=== Exercise ===
Rewrite all of the material with every instance of "negative clicks" changed to "exclusion clicks" and everything else kept the same, leaving out the pictures.

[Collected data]
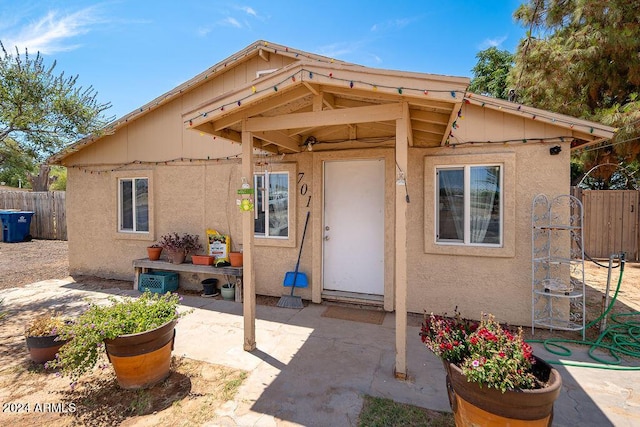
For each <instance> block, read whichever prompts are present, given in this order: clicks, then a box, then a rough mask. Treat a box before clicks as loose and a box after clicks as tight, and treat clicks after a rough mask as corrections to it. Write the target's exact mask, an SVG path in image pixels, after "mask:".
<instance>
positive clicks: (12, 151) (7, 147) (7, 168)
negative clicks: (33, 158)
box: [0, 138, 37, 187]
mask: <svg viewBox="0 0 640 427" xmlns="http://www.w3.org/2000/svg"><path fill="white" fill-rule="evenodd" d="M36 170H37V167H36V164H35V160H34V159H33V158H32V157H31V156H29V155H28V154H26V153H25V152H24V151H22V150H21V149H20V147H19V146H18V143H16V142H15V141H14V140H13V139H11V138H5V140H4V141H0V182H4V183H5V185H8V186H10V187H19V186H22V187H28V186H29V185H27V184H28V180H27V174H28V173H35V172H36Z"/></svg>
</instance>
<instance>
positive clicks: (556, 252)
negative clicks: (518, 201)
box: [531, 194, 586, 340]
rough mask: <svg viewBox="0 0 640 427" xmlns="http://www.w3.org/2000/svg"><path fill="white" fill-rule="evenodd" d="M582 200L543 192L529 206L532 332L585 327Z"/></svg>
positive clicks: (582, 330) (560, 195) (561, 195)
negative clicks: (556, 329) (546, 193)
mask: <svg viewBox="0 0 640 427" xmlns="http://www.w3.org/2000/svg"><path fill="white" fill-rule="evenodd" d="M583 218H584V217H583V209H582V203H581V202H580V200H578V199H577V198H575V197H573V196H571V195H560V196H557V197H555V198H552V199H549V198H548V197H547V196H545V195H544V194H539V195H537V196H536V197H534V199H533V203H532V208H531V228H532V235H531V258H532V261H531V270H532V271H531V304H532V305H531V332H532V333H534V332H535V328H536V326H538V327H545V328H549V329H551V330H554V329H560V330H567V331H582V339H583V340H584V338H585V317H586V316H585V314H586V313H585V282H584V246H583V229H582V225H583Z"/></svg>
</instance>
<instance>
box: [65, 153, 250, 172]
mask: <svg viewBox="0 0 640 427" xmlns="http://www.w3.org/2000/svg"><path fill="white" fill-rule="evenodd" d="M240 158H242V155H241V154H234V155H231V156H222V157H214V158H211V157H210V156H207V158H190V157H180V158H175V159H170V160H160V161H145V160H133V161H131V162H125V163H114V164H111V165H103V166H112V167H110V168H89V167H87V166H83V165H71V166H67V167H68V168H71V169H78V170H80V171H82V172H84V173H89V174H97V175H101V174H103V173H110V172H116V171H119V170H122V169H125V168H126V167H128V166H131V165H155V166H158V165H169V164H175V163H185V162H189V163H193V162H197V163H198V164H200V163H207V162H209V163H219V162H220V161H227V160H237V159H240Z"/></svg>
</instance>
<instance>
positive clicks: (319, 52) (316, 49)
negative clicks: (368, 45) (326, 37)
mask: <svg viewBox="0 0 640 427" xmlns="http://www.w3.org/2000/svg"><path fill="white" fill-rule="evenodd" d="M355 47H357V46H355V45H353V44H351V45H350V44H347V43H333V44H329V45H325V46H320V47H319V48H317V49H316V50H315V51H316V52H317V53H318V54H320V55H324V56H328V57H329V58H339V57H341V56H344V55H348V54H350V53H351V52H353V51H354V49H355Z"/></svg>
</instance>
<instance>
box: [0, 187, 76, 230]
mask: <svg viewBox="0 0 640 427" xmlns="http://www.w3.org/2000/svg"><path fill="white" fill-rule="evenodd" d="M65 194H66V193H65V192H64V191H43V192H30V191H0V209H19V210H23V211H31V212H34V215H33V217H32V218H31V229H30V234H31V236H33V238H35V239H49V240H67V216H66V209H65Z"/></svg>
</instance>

=== Result for this exercise ===
For each <instance> block, read whichever prompts are present, given in this order: clicks, then a box, then a rough mask. Treat a box before clicks as loose and a box after clicks as tight, and treat clicks after a rough mask as corrections to it. Write the target's exact mask, an SVG path in image pixels, after "mask:".
<instance>
positive clicks: (12, 151) (7, 147) (7, 168)
exclusion clicks: (33, 158)
box: [0, 138, 37, 187]
mask: <svg viewBox="0 0 640 427" xmlns="http://www.w3.org/2000/svg"><path fill="white" fill-rule="evenodd" d="M36 170H37V167H36V164H35V160H34V159H33V158H32V157H31V156H29V155H28V154H26V153H25V152H24V151H22V150H21V149H20V147H19V146H18V143H16V142H15V141H14V140H13V139H11V138H5V140H4V141H0V182H4V183H5V185H8V186H10V187H19V186H22V187H28V186H29V185H27V184H28V180H27V174H28V173H35V172H36Z"/></svg>
</instance>
<instance>
positive clicks: (556, 252)
exclusion clicks: (518, 201)
box: [531, 194, 586, 340]
rough mask: <svg viewBox="0 0 640 427" xmlns="http://www.w3.org/2000/svg"><path fill="white" fill-rule="evenodd" d="M582 200L543 192L529 206L532 332L585 327Z"/></svg>
positive clicks: (582, 330) (560, 195) (561, 195)
exclusion clicks: (556, 329) (546, 193)
mask: <svg viewBox="0 0 640 427" xmlns="http://www.w3.org/2000/svg"><path fill="white" fill-rule="evenodd" d="M583 218H584V217H583V209H582V203H581V202H580V200H578V199H577V198H575V197H573V196H571V195H560V196H557V197H555V198H552V199H549V198H548V197H547V196H545V195H544V194H539V195H537V196H536V197H534V199H533V203H532V208H531V228H532V235H531V258H532V261H531V270H532V271H531V304H532V305H531V332H532V333H534V332H535V328H536V326H538V327H545V328H549V329H551V330H554V329H560V330H567V331H582V339H583V340H584V338H585V317H586V316H585V314H586V313H585V282H584V246H583V229H582V225H583Z"/></svg>
</instance>
<instance>
box: [65, 153, 250, 172]
mask: <svg viewBox="0 0 640 427" xmlns="http://www.w3.org/2000/svg"><path fill="white" fill-rule="evenodd" d="M240 158H242V155H241V154H234V155H231V156H222V157H214V158H211V157H210V156H207V158H190V157H180V158H175V159H170V160H160V161H145V160H133V161H131V162H125V163H114V164H111V165H103V166H112V167H110V168H89V167H87V166H83V165H71V166H67V167H68V168H71V169H78V170H80V171H82V172H84V173H89V174H97V175H101V174H103V173H110V172H116V171H119V170H122V169H125V168H126V167H128V166H131V165H155V166H158V165H169V164H175V163H185V162H189V163H193V162H197V163H198V164H200V163H207V162H209V163H219V162H220V161H227V160H237V159H240Z"/></svg>
</instance>
<instance>
positive clicks: (319, 52) (316, 49)
exclusion clicks: (368, 45) (326, 37)
mask: <svg viewBox="0 0 640 427" xmlns="http://www.w3.org/2000/svg"><path fill="white" fill-rule="evenodd" d="M355 47H357V46H355V45H353V44H351V45H350V44H347V43H333V44H329V45H325V46H320V47H319V48H317V49H316V50H315V51H316V52H317V53H318V54H320V55H324V56H328V57H329V58H339V57H341V56H344V55H348V54H350V53H351V52H353V51H354V49H355Z"/></svg>
</instance>
<instance>
box: [0, 187, 76, 230]
mask: <svg viewBox="0 0 640 427" xmlns="http://www.w3.org/2000/svg"><path fill="white" fill-rule="evenodd" d="M65 194H66V193H65V192H64V191H43V192H30V191H0V209H19V210H23V211H31V212H34V215H33V217H32V218H31V229H30V234H31V236H33V238H35V239H49V240H67V216H66V209H65Z"/></svg>
</instance>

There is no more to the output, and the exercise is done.